◆ WHAT THE TASK ASKS
Below are the records. Transcribe them exactly.

◆ TASK MATERIAL
● ● ●
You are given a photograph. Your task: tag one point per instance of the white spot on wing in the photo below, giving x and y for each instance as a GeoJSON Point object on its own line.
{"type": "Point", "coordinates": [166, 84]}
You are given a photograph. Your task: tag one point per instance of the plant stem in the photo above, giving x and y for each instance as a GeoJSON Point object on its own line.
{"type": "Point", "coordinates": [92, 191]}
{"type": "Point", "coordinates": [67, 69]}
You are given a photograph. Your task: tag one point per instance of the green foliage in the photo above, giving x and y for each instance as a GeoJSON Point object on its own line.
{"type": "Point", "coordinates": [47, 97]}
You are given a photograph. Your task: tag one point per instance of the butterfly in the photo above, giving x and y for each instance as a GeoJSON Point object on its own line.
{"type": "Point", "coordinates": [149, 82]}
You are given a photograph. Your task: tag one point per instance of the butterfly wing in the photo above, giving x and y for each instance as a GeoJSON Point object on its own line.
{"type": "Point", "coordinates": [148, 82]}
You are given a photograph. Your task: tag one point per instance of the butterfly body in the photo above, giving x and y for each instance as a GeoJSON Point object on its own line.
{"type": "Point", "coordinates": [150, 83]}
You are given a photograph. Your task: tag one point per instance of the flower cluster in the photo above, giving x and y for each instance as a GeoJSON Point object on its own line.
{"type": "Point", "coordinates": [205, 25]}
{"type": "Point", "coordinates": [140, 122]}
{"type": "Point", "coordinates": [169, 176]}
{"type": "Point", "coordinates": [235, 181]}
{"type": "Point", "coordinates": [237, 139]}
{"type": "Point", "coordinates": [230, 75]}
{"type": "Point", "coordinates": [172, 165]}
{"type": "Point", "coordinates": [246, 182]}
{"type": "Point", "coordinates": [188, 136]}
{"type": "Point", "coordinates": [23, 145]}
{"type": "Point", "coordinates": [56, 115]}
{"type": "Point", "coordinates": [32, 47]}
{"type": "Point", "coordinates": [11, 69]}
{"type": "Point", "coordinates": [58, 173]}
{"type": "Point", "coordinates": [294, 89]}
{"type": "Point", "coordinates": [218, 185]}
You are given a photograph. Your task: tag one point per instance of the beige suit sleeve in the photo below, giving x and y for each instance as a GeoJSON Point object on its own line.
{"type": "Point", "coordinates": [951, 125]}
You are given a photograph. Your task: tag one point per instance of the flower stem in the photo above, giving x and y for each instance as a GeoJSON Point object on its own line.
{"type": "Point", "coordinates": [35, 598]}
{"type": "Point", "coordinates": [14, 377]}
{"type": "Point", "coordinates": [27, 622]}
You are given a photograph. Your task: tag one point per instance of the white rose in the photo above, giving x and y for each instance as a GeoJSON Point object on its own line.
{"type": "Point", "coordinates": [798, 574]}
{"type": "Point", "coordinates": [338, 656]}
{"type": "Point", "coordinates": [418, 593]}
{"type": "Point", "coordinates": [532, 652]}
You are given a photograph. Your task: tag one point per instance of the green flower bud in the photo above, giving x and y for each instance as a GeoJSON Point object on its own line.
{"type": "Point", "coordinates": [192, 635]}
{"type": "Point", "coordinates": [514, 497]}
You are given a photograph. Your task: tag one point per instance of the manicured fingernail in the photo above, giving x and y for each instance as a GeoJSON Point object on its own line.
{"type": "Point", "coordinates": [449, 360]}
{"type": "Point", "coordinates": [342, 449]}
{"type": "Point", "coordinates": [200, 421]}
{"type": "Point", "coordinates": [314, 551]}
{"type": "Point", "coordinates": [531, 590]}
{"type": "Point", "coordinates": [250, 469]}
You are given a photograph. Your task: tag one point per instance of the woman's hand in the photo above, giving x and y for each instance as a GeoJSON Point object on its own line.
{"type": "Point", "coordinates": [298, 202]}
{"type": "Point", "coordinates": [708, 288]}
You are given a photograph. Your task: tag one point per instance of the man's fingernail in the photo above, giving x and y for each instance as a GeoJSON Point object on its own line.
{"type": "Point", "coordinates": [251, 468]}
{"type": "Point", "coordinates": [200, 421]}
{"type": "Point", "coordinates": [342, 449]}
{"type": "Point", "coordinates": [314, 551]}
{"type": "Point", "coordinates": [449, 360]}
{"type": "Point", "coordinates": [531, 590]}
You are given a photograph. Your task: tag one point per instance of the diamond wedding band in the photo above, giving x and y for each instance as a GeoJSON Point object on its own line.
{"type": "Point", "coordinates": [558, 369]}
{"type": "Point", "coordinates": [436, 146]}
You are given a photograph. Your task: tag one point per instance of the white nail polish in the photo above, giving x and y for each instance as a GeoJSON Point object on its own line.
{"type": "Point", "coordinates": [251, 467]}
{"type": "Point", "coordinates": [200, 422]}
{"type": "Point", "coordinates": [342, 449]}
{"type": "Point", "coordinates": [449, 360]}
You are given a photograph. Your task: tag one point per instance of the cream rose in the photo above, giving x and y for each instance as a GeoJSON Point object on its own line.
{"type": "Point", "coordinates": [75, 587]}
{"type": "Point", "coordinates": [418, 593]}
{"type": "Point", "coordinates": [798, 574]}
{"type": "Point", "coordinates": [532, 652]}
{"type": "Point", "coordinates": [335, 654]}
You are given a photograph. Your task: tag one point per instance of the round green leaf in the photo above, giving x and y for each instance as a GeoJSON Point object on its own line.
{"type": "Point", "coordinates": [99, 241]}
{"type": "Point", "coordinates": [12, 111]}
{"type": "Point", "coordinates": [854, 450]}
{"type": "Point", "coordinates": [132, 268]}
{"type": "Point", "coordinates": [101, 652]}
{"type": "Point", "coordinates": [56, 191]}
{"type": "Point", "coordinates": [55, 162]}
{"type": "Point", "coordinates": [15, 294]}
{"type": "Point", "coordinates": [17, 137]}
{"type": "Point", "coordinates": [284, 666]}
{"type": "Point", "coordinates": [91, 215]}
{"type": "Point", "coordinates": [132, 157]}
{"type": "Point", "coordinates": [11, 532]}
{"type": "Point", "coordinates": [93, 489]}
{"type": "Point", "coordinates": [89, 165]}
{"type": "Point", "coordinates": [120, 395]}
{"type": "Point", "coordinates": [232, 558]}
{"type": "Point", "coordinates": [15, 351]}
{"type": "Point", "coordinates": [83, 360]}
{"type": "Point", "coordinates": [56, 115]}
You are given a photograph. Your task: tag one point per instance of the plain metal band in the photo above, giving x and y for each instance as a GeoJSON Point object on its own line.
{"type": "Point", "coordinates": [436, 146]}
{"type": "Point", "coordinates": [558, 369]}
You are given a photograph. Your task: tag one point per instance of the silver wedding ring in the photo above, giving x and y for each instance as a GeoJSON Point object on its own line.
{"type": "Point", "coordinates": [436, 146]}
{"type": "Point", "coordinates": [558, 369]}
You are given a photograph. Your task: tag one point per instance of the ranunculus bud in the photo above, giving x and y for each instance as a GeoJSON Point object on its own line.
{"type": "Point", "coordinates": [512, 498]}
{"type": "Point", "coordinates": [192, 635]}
● ● ●
◆ WRITTEN SOLUTION
You are given a photograph. Your task: tag one point per instance of the white spot on wing in the photo below, giving x and y for each instance as a GeoJSON Point object on its own line.
{"type": "Point", "coordinates": [166, 84]}
You are given a photograph. Your task: tag one point per instance of the plant stem in the photo above, giving x and y for each instance as a GeoJSON Point object on its own line.
{"type": "Point", "coordinates": [92, 191]}
{"type": "Point", "coordinates": [67, 69]}
You are given a photograph. Your task: tag one point per instance of the green foliage in the photo above, giving x and y for each instance as a GeoJSON Point object on its own line.
{"type": "Point", "coordinates": [47, 97]}
You are given a photograph. Your task: tag one point per instance of the butterfly in the photo above, giving x and y for each instance as a GeoJSON Point object on its own line.
{"type": "Point", "coordinates": [149, 82]}
You are given a photograph. Your task: tag one point per instance of the butterfly wing in the photo above, giving x and y for each instance as a GeoJSON Point object on its own line.
{"type": "Point", "coordinates": [148, 82]}
You are given a photograph. Your task: tag one point per instance of the butterfly body in the photo above, giving x and y for each instance as a GeoJSON Point object on its own line.
{"type": "Point", "coordinates": [150, 83]}
You are given a photograph. Your task: tag one point per instance of the flower cluster in the photo above, giving x and y for each instance as a GeoJSON Point object on its own line.
{"type": "Point", "coordinates": [205, 25]}
{"type": "Point", "coordinates": [140, 122]}
{"type": "Point", "coordinates": [169, 176]}
{"type": "Point", "coordinates": [235, 181]}
{"type": "Point", "coordinates": [237, 139]}
{"type": "Point", "coordinates": [230, 75]}
{"type": "Point", "coordinates": [172, 165]}
{"type": "Point", "coordinates": [246, 182]}
{"type": "Point", "coordinates": [188, 136]}
{"type": "Point", "coordinates": [23, 145]}
{"type": "Point", "coordinates": [56, 115]}
{"type": "Point", "coordinates": [32, 47]}
{"type": "Point", "coordinates": [11, 69]}
{"type": "Point", "coordinates": [58, 173]}
{"type": "Point", "coordinates": [294, 89]}
{"type": "Point", "coordinates": [218, 185]}
You are given a photograph. Your task: tag one point per instance of the beige suit sleeve in the photo below, giving x and y for each instance as a GeoJSON Point object on its own line.
{"type": "Point", "coordinates": [951, 125]}
You are given a photograph. Your task: tag one point per instance of the flower stem in the photo above, giving x and y for each instance as a GeoJSON Point object on its own line.
{"type": "Point", "coordinates": [35, 598]}
{"type": "Point", "coordinates": [14, 377]}
{"type": "Point", "coordinates": [27, 622]}
You are given a photograph. Your task: tag one point per instance of the white rose in the photo above, giving x and y for each instance as a GeoJSON Point object on its own line.
{"type": "Point", "coordinates": [798, 574]}
{"type": "Point", "coordinates": [338, 656]}
{"type": "Point", "coordinates": [418, 593]}
{"type": "Point", "coordinates": [532, 652]}
You are given a photograph. Your task: tag one point per instance of the green flower bud in the photo above, giving x and y for each instance as a GeoJSON Point object on its own line.
{"type": "Point", "coordinates": [192, 635]}
{"type": "Point", "coordinates": [514, 497]}
You are given a photograph. Your task: tag one point per instance of the manicured fingernail in the photo above, giving x and y for each instance as a GeoJSON Point object on its own line.
{"type": "Point", "coordinates": [449, 360]}
{"type": "Point", "coordinates": [342, 449]}
{"type": "Point", "coordinates": [200, 421]}
{"type": "Point", "coordinates": [314, 551]}
{"type": "Point", "coordinates": [531, 590]}
{"type": "Point", "coordinates": [250, 469]}
You are given a photograph. Your task: tag one point per instance of the woman's hand in the photo above, giving x and y for each instance as a GeoJSON Point object on its own line.
{"type": "Point", "coordinates": [298, 202]}
{"type": "Point", "coordinates": [708, 288]}
You are given a photograph. Your task: tag one point per instance of the man's fingernail in the photo above, giving x and y for each instance as a GeoJSON Point object on its own line.
{"type": "Point", "coordinates": [251, 468]}
{"type": "Point", "coordinates": [200, 421]}
{"type": "Point", "coordinates": [342, 449]}
{"type": "Point", "coordinates": [314, 551]}
{"type": "Point", "coordinates": [449, 360]}
{"type": "Point", "coordinates": [531, 590]}
You are given a photograph. Your task: tag one point per instance of the diamond wedding band in the photo above, giving x and y for each instance as a GeoJSON Point object on its own line.
{"type": "Point", "coordinates": [558, 369]}
{"type": "Point", "coordinates": [436, 146]}
You are given a photograph. Your task: tag one point per instance of the white nail polish in the photo above, giving x and y for each instance as a GeoJSON Point object on its own line.
{"type": "Point", "coordinates": [251, 467]}
{"type": "Point", "coordinates": [200, 422]}
{"type": "Point", "coordinates": [342, 449]}
{"type": "Point", "coordinates": [449, 360]}
You are given a photograph. Your task: tag one point per instance of the cream rose in the photo above, giving x and y for each instance as a GeoJSON Point object on its own line.
{"type": "Point", "coordinates": [75, 587]}
{"type": "Point", "coordinates": [418, 593]}
{"type": "Point", "coordinates": [798, 574]}
{"type": "Point", "coordinates": [532, 652]}
{"type": "Point", "coordinates": [335, 654]}
You are given a photograph. Your task: tag one point per instance of the round green leaf in the photo above, giving x and y for each instance as a GeoJSON Point object on its own line.
{"type": "Point", "coordinates": [99, 241]}
{"type": "Point", "coordinates": [12, 111]}
{"type": "Point", "coordinates": [854, 450]}
{"type": "Point", "coordinates": [132, 268]}
{"type": "Point", "coordinates": [101, 652]}
{"type": "Point", "coordinates": [56, 191]}
{"type": "Point", "coordinates": [55, 162]}
{"type": "Point", "coordinates": [15, 294]}
{"type": "Point", "coordinates": [17, 137]}
{"type": "Point", "coordinates": [284, 666]}
{"type": "Point", "coordinates": [91, 215]}
{"type": "Point", "coordinates": [132, 157]}
{"type": "Point", "coordinates": [11, 532]}
{"type": "Point", "coordinates": [93, 489]}
{"type": "Point", "coordinates": [89, 165]}
{"type": "Point", "coordinates": [120, 395]}
{"type": "Point", "coordinates": [232, 558]}
{"type": "Point", "coordinates": [15, 351]}
{"type": "Point", "coordinates": [83, 360]}
{"type": "Point", "coordinates": [56, 115]}
You are given a photograph. Your task: tag one point per instance of the plain metal band in the photo above, giving x and y for each instance as a GeoJSON Point object on its own line.
{"type": "Point", "coordinates": [436, 146]}
{"type": "Point", "coordinates": [558, 369]}
You are given a photograph. Your task: tag one point per instance of the silver wedding ring in the photo above, giving x and y for each instance as a GeoJSON Point object on its own line.
{"type": "Point", "coordinates": [436, 146]}
{"type": "Point", "coordinates": [558, 369]}
You are given a photograph. Your task: tag one point per instance of the ranunculus bud in the photo above, giving x and y for each instance as a GeoJSON Point object on its own line.
{"type": "Point", "coordinates": [512, 498]}
{"type": "Point", "coordinates": [192, 635]}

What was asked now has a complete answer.